[ uh b-sesh-uh n ]SHOW IPA
the domination of one's thoughts or feelings by a persistent idea, image, desire, etc.
2019 has not been the easiest year for me. Mostly because I was quite obsessed with what was going on around the country with respect to vaccines and medical freedom. It's not the first time I've dove into the topic, reading day after day, article after article, comment section after comment section. (Noooooo!!!! stay away!!) Always I tried to research claims on both sides of the issue - searching the CDC website, vaccine inserts, VAERS, watching countless videos. It was consuming and exhausting.
But I don't regret it. I did the same thing with Unschooling. There were years of reading endlessly. Then I would stop for a while and when some doubt or question came up, I would dive back in again. Mike would say - stop reading that! You know it already! ha! But that was just it - I didn't know it to my core... YET.
I've followed so many amazing people over the years: Bloggers, homeschoolers - especially unschoolers, people in various health ventures etc. Many times they stop posting, writing and sharing after a while. I remember when one of my favorite bloggers stopped writing on her blog - I was so sad! I needed more!
But after a while I understood. She didn't need to anymore.
Obsessions aren't a bad thing. Unschooling has taught me this. Obsession is a strong interest in something - maybe better words to use are passion, attraction, enthusiasm. When we try to suppress our obsessions, they don't disappear and there is a good chance they will become stronger.
What if we let them run their course? I've found for myself that when I do, they fade in their own time and I can move on.
Of course, letting something dominate our life to the point of neglecting ourselves and others is something we try to avoid. But who gets to decide what level of interest and involvement is healthy?
I love this quote by J.K. Rowling:
"Everything was just very very dilapidated and always filthy which wasn’t the flat’s fault — it was normally my fault because people very often say to me, “How did you do it? How did you raise a baby and write a book?” and the answer is, I didn’t do housework for four years! I’m not Superwoman, and living in squalor that was the answer."

# GOAL OF THE EXERCISE:
Write out the full post on obsession, word for word.

(Records excerpted from a collection)

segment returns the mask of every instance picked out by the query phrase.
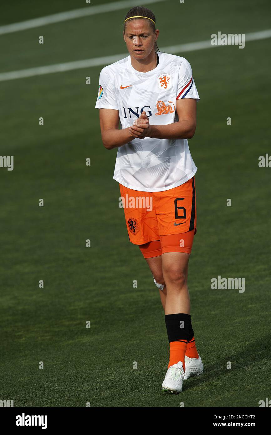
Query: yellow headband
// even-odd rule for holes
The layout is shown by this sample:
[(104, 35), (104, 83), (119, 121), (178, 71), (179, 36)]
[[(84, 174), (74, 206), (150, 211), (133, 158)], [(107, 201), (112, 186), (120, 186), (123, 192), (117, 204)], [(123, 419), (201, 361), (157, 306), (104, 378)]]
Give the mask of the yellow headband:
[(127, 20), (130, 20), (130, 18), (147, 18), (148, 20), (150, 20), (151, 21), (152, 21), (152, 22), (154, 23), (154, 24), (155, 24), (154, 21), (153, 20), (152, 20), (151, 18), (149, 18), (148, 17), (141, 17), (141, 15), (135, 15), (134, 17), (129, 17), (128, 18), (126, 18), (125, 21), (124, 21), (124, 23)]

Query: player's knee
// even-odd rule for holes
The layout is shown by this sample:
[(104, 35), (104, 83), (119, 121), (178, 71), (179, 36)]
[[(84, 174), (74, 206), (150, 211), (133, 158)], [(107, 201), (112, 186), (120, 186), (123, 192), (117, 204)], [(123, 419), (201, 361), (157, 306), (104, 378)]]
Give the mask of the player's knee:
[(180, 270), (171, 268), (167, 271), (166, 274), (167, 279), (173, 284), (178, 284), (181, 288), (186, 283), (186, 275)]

# ANSWER FOR THIS EXERCISE:
[ uh b-sesh-uh n ]SHOW IPA
the domination of one's thoughts or feelings by a persistent idea, image, desire, etc.
2019 has not been the easiest year for me. Mostly because I was quite obsessed with what was going on around the country with respect to vaccines and medical freedom. It's not the first time I've dove into the topic, reading day after day, article after article, comment section after comment section. (Noooooo!!!! stay away!!) Always I tried to research claims on both sides of the issue - searching the CDC website, vaccine inserts, VAERS, watching countless videos. It was consuming and exhausting.
But I don't regret it. I did the same thing with Unschooling. There were years of reading endlessly. Then I would stop for a while and when some doubt or question came up, I would dive back in again. Mike would say - stop reading that! You know it already! ha! But that was just it - I didn't know it to my core... YET.
I've followed so many amazing people over the years: Bloggers, homeschoolers - especially unschoolers, people in various health ventures etc. Many times they stop posting, writing and sharing after a while. I remember when one of my favorite bloggers stopped writing on her blog - I was so sad! I needed more!
But after a while I understood. She didn't need to anymore.
Obsessions aren't a bad thing. Unschooling has taught me this. Obsession is a strong interest in something - maybe better words to use are passion, attraction, enthusiasm. When we try to suppress our obsessions, they don't disappear and there is a good chance they will become stronger.
What if we let them run their course? I've found for myself that when I do, they fade in their own time and I can move on.
Of course, letting something dominate our life to the point of neglecting ourselves and others is something we try to avoid. But who gets to decide what level of interest and involvement is healthy?
I love this quote by J.K. Rowling:
"Everything was just very very dilapidated and always filthy which wasn’t the flat’s fault — it was normally my fault because people very often say to me, “How did you do it? How did you raise a baby and write a book?” and the answer is, I didn’t do housework for four years! I’m not Superwoman, and living in squalor that was the answer."